» Task prompt
Find the word "below" in the listing; pull out each line holding it.

» Data for analysis
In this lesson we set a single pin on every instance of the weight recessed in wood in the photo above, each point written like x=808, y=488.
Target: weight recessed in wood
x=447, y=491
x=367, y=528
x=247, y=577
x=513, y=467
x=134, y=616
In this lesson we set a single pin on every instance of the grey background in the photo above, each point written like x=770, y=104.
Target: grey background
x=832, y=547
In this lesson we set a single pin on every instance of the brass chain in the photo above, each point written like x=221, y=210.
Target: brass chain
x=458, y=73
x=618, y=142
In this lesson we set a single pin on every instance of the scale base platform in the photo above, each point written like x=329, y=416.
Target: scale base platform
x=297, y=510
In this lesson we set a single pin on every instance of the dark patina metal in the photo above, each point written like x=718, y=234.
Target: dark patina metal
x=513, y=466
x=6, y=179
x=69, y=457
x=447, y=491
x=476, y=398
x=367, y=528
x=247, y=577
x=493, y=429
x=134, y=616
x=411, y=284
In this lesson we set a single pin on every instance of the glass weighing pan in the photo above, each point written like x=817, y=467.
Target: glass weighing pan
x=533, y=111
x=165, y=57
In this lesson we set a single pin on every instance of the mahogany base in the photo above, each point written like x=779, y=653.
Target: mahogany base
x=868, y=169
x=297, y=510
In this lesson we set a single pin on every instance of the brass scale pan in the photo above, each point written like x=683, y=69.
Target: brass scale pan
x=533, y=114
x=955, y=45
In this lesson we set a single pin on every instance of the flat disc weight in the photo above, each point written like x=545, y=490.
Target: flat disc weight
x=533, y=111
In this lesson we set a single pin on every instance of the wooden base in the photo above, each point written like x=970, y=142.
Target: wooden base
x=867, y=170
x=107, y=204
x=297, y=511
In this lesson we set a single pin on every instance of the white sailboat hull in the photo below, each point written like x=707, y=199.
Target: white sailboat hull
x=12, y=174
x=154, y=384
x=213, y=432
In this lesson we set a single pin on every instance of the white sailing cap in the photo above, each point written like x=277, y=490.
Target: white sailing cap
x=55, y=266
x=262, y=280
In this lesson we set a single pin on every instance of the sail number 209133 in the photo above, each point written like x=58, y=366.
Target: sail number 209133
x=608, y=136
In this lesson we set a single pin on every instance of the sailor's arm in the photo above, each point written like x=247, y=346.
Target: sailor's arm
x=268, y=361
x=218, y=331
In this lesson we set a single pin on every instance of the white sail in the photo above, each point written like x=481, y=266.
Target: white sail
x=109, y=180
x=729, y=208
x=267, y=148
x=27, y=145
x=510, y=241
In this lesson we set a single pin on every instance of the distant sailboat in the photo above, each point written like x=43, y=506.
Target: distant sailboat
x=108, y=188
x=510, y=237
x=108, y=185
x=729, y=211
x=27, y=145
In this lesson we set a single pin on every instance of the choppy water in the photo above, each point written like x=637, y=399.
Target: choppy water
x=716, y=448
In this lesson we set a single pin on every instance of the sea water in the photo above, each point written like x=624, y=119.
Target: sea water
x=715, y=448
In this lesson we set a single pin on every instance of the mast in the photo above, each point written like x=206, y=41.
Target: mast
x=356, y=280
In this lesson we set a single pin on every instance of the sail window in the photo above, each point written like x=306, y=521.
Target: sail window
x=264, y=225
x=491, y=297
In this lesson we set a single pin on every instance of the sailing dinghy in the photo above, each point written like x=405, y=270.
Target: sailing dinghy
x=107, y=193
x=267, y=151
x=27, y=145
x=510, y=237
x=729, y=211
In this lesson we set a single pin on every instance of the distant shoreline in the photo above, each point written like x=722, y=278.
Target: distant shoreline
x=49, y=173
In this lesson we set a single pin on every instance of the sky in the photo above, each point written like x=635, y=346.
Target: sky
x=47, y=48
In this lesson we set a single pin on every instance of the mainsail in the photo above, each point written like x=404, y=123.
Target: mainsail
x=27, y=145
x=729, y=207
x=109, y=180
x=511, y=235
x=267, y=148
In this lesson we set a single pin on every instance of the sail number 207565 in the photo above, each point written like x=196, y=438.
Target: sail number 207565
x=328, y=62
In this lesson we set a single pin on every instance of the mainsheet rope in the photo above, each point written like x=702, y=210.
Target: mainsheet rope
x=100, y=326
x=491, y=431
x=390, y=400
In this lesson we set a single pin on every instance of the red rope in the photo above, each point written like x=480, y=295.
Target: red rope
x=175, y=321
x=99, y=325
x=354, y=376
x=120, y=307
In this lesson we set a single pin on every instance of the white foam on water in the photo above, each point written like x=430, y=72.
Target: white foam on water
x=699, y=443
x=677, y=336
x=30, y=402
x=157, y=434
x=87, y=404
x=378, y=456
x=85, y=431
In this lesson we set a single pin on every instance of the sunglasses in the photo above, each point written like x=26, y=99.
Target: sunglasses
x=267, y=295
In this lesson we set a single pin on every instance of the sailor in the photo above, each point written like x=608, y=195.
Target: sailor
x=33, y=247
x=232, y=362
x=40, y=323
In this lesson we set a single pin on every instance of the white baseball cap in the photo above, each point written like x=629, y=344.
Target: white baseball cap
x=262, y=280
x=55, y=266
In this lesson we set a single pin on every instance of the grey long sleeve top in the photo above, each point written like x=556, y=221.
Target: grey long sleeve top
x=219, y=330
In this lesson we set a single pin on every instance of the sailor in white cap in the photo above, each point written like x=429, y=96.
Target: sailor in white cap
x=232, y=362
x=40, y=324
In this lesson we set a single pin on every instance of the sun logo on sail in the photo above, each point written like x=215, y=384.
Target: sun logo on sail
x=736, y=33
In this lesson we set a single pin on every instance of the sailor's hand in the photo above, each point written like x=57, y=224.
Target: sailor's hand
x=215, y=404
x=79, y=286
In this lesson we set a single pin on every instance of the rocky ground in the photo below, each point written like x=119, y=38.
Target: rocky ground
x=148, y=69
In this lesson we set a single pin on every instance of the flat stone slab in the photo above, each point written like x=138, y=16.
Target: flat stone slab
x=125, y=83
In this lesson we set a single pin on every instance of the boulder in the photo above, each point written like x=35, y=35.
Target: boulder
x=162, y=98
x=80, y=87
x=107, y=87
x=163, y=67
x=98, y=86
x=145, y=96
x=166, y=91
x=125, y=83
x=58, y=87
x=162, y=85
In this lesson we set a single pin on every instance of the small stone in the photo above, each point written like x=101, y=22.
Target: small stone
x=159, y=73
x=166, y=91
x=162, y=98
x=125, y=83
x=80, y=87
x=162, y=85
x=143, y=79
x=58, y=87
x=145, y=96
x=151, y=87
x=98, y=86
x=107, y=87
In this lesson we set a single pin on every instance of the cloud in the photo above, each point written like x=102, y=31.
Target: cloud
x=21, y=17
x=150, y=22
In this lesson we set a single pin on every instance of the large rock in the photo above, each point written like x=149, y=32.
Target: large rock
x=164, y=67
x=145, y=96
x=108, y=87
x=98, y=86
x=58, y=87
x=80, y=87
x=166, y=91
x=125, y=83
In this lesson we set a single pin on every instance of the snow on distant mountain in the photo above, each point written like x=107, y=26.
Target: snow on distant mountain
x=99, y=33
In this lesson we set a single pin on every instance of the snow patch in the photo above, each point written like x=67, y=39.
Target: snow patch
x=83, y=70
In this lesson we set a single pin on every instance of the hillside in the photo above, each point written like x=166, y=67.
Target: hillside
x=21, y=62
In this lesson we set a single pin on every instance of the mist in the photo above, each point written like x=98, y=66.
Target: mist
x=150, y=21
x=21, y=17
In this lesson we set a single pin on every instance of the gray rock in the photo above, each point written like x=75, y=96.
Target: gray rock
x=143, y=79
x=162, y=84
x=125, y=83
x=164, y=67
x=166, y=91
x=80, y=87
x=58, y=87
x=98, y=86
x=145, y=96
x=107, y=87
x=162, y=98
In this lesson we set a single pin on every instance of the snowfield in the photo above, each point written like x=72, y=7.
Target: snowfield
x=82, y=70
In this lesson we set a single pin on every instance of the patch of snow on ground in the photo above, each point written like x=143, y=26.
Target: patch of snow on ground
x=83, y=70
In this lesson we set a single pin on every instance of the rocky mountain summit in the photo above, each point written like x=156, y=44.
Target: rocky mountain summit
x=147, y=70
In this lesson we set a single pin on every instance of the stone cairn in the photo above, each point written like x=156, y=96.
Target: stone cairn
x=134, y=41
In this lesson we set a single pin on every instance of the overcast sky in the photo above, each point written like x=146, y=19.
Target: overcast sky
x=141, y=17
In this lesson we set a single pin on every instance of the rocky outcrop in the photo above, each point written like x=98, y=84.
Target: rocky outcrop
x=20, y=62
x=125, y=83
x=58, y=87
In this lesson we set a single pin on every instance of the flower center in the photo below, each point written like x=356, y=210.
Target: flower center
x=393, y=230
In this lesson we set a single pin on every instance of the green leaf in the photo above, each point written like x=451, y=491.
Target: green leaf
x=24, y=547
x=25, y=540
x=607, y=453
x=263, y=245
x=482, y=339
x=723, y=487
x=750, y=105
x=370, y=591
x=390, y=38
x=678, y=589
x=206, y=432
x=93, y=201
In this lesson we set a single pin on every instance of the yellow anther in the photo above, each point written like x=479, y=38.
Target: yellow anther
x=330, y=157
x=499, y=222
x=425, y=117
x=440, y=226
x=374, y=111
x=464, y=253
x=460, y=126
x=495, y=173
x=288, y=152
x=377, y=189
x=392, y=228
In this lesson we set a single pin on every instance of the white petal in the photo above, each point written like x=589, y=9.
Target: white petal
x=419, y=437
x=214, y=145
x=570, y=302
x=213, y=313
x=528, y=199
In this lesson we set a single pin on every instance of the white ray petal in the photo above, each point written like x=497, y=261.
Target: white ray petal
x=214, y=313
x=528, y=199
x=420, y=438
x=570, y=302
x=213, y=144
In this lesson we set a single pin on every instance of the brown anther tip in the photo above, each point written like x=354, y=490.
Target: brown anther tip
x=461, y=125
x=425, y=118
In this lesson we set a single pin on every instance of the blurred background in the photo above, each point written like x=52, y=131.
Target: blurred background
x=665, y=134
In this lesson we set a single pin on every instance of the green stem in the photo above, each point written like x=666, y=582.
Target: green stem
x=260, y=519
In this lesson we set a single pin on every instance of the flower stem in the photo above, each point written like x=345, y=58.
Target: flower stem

» Exercise solution
In this lesson we set a single pin on every instance of the white sailboat hull in the photo below, each point written like x=707, y=199.
In this lesson we set a single pin on every instance of the rocky ground in the photo below, each point written like x=119, y=38.
In this lesson we set a single pin on every instance of the flower center in the photo below, each point written like x=356, y=210.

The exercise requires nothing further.